Problem description = Please reproduce everything in the material below from the line containing "If I wanted to draw a bounding box around the hedge" down to the line containing "[533,220,640,284]", including both of those lines, with no changes.

Records for processing =
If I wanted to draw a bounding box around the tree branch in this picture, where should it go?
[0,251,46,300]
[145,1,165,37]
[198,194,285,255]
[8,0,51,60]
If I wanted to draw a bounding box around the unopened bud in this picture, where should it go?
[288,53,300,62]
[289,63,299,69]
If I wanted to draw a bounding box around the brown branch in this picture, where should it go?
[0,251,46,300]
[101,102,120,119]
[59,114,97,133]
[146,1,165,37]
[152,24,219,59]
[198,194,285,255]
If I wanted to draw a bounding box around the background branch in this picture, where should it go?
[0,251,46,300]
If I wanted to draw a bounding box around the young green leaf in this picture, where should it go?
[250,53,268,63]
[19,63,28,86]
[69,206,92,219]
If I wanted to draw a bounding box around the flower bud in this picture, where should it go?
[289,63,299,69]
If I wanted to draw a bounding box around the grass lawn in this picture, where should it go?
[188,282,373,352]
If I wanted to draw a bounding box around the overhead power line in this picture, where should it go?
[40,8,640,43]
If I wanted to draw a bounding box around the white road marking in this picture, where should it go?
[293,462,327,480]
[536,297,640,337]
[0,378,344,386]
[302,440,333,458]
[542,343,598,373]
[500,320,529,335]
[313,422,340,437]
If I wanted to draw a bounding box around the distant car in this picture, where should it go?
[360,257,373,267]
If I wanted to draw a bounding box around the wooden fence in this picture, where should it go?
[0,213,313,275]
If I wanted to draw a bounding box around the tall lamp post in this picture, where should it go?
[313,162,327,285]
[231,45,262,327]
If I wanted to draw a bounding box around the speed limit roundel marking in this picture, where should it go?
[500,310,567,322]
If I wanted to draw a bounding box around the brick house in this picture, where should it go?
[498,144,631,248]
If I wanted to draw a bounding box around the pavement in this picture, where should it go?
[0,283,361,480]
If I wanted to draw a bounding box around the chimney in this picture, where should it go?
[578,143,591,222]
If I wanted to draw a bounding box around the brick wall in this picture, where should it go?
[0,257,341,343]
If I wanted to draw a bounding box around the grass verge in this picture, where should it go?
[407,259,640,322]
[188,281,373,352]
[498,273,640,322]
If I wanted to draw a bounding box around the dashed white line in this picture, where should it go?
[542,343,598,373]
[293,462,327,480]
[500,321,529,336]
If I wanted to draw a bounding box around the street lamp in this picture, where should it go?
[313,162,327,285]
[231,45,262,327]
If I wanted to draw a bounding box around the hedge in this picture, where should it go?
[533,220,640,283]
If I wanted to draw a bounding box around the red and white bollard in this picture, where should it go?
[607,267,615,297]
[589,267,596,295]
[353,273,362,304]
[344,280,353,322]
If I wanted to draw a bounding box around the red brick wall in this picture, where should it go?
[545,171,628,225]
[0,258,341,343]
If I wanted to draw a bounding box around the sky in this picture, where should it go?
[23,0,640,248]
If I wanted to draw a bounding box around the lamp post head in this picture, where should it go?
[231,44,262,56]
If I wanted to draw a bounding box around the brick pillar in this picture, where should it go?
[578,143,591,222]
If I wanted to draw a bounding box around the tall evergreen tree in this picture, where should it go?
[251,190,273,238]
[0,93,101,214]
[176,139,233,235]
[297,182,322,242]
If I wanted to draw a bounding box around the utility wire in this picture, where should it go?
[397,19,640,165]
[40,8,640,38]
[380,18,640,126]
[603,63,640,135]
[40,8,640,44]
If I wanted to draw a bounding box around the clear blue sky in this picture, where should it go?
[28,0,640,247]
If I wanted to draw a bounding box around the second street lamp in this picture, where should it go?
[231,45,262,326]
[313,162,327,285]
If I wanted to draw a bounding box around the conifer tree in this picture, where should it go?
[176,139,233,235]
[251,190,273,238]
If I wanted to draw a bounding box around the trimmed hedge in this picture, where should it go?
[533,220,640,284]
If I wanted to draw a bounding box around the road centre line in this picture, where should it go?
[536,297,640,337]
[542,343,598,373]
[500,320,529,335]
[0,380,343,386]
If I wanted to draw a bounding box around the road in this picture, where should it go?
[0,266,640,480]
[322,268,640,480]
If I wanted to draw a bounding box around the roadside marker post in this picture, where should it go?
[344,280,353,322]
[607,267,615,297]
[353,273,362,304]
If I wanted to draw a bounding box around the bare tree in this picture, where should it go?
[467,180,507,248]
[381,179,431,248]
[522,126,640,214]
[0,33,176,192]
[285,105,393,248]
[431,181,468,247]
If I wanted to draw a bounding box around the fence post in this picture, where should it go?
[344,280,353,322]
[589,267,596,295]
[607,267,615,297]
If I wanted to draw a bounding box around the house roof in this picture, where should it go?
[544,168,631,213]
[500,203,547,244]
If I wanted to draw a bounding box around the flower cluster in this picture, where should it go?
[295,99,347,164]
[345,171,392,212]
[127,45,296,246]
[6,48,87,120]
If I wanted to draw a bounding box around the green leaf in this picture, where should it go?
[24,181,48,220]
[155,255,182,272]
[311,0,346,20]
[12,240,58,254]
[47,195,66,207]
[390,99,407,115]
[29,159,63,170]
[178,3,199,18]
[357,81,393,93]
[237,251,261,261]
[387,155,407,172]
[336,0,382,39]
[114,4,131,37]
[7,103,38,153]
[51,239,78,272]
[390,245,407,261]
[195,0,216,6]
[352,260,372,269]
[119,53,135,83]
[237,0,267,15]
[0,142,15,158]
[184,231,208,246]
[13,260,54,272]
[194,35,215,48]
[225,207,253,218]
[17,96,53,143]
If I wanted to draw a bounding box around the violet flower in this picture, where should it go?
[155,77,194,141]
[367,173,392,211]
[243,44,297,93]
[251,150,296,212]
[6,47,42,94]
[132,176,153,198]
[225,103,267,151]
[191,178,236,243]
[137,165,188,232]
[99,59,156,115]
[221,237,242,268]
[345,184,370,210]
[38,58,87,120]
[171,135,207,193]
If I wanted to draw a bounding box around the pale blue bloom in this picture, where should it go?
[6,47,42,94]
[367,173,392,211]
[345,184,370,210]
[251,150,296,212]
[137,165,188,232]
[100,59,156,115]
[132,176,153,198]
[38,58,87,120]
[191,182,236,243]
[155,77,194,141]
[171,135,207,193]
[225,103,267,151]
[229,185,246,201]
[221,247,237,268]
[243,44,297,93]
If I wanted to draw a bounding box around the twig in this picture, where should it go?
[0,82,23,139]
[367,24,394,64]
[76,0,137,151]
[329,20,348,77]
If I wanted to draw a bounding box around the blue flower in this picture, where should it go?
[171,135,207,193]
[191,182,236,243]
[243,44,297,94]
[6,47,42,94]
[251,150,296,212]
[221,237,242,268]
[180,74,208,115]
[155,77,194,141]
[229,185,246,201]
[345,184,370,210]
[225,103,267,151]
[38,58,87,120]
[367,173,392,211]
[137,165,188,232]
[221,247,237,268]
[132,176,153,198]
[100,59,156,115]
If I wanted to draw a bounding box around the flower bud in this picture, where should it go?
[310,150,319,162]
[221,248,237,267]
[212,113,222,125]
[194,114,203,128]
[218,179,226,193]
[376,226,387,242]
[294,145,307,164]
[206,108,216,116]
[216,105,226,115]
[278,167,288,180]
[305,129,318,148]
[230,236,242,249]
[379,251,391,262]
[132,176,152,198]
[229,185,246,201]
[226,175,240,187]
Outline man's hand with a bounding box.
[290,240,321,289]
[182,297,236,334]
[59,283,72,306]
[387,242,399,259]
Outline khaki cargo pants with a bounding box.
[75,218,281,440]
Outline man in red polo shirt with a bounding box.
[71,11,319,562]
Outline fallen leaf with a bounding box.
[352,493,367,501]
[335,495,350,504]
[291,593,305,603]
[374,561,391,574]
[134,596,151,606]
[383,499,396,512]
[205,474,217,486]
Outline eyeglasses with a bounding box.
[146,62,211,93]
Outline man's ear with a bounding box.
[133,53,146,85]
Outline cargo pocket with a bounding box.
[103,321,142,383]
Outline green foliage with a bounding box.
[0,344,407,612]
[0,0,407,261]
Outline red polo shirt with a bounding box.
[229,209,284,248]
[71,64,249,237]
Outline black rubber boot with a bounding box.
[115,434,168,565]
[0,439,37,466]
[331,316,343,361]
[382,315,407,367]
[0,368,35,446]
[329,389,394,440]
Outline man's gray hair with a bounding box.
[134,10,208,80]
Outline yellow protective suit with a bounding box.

Result of the exercise =
If I wanted to draw a bounding box around the hedge in this picture, where should it go?
[533,220,640,283]
If I wanted to draw a bounding box around the red and white bollard in this picture, where should it go?
[607,267,615,297]
[589,267,596,295]
[353,273,362,304]
[344,280,353,322]
If I wanted to draw a bounding box around the red brick wall in this picture, where should it go?
[545,171,628,225]
[0,258,341,343]
If I wanted to draw a bounding box around the sky in this picture, where should it go?
[23,0,640,248]
If I wanted to draw a bounding box around the lamp post head in this picture, where should it go?
[231,44,262,56]
If I wanted to draw a bounding box around the brick pillar in this picture, where should it go?
[578,143,591,222]
If I wanted to draw a bounding box around the tall evergreen tree in this picture, where should it go?
[251,190,273,238]
[0,93,101,214]
[176,139,233,235]
[297,182,322,242]
If I wanted to draw a bounding box around the utility wire in this picture, where should it go?
[397,19,640,165]
[40,8,640,38]
[380,18,640,126]
[603,63,640,135]
[40,8,640,44]
If I wanted to draw a bounding box around the clear blue sky in this picture, where should it go?
[28,0,640,247]
If I wanted to draw a bounding box around the second street lamp in this picture, where should it go?
[231,45,262,326]
[313,162,327,285]
If I wanted to draw a bounding box around the conifer tree in this picture, where should it go?
[176,139,233,235]
[251,190,273,238]
If I wanted to draw a bounding box around the trimmed hedge in this picture, where should it go?
[533,220,640,284]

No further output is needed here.